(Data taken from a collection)

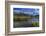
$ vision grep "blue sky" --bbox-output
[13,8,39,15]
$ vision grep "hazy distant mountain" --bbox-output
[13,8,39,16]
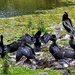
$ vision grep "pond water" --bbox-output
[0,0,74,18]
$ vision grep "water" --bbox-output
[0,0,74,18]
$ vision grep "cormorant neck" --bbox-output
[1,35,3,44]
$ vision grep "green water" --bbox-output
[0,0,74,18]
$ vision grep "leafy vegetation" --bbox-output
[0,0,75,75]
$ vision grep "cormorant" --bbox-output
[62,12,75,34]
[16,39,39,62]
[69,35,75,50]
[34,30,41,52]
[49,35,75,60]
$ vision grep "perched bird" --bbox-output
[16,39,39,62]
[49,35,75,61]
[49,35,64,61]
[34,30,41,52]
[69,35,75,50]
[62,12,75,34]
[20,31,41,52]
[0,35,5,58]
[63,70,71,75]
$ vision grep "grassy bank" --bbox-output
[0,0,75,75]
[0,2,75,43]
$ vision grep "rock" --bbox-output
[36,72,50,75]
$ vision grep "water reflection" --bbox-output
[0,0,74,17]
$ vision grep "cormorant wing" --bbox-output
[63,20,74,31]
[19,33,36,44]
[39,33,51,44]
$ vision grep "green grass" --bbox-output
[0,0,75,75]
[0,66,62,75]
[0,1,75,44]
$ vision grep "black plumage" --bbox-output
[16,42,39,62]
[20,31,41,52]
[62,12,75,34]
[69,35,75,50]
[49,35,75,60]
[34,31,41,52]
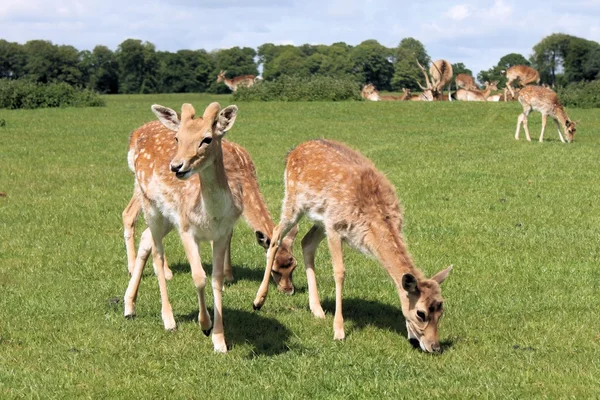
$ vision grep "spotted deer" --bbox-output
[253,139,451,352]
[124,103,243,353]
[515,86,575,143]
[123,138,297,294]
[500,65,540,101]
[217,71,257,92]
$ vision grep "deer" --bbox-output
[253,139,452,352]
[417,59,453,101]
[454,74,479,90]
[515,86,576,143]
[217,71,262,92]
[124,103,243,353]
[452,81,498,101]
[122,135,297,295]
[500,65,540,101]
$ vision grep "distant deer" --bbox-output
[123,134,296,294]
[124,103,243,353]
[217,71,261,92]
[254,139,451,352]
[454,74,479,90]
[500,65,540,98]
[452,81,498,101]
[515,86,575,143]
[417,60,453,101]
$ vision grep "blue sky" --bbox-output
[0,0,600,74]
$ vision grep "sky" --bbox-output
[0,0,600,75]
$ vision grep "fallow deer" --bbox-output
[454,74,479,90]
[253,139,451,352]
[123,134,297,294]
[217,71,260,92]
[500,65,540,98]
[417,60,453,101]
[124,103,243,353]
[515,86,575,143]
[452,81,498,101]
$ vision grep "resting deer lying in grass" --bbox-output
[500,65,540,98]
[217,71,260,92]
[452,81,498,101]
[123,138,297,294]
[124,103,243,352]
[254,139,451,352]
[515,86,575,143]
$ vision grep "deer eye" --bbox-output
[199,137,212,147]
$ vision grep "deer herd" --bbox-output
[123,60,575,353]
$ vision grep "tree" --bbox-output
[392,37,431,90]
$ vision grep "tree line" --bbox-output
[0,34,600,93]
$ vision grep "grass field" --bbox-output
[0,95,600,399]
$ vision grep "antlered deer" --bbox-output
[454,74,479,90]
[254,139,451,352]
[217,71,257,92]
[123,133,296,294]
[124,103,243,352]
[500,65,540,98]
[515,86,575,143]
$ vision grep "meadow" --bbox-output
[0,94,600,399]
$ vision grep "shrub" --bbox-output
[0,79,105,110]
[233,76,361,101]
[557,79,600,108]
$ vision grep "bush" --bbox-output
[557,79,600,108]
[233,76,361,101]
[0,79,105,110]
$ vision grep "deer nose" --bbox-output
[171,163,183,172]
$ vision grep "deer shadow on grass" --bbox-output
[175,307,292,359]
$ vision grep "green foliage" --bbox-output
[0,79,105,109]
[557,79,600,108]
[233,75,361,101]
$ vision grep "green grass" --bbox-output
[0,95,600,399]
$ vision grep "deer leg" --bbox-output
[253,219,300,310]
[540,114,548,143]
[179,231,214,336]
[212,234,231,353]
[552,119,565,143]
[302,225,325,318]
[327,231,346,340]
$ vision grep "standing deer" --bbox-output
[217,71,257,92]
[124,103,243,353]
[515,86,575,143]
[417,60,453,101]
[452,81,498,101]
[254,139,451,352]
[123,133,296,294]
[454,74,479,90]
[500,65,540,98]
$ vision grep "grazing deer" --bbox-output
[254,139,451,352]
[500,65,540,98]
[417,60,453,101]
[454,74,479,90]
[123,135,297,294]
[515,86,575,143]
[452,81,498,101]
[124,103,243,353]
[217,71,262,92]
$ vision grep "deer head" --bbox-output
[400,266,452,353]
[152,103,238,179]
...
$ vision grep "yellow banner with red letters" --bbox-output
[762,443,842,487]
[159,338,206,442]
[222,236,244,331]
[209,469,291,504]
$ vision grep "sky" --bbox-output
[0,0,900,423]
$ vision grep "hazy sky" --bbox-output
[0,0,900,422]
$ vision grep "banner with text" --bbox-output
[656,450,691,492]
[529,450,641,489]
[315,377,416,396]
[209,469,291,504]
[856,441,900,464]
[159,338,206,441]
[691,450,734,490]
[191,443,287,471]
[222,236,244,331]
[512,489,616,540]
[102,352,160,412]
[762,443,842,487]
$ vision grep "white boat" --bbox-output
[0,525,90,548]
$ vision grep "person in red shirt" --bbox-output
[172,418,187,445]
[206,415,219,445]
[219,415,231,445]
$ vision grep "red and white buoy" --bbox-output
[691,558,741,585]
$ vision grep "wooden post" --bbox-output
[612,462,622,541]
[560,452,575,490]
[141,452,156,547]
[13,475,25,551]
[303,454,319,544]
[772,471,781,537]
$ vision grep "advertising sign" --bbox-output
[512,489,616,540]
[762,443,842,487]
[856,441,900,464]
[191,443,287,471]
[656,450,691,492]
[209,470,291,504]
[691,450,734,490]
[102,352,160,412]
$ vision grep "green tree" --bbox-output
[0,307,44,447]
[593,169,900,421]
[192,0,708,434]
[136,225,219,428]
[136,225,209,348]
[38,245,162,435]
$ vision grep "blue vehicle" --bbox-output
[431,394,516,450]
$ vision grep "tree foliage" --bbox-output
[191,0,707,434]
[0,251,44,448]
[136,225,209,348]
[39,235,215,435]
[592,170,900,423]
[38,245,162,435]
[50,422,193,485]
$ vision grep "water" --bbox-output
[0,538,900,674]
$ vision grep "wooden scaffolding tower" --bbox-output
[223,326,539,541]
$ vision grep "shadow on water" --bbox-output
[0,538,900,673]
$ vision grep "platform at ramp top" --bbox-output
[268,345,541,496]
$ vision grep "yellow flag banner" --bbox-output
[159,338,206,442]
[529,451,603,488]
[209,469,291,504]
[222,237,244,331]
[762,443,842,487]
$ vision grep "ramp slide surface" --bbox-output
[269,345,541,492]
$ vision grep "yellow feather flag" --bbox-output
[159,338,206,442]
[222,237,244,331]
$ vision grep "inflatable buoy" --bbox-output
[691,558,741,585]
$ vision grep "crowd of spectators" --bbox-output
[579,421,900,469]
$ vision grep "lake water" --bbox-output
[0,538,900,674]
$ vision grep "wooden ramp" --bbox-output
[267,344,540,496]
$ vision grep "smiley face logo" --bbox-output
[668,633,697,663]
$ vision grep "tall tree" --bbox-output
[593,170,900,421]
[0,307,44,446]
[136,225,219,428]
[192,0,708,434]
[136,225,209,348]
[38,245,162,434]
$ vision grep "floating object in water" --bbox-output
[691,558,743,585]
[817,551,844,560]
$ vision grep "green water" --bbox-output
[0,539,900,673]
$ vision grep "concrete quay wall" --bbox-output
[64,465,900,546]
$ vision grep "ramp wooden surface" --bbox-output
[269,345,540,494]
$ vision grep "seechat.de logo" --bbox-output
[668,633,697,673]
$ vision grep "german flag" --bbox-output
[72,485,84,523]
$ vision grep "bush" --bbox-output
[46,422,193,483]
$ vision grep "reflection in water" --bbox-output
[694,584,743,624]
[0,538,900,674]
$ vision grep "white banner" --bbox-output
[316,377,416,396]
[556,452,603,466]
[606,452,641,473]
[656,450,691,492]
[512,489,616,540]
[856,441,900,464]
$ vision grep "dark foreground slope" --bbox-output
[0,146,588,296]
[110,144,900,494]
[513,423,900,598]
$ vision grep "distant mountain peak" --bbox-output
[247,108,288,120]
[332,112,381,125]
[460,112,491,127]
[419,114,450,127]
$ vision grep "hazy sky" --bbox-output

• _JOB_
Find every line in the records that contains the word "white", and copy each of those lines.

• _FINAL RESULT_
$ vision grep "white boat" --bbox-output
$ vision grep "red and white buoy" --bbox-output
$ vision grep "white banner" --bbox-output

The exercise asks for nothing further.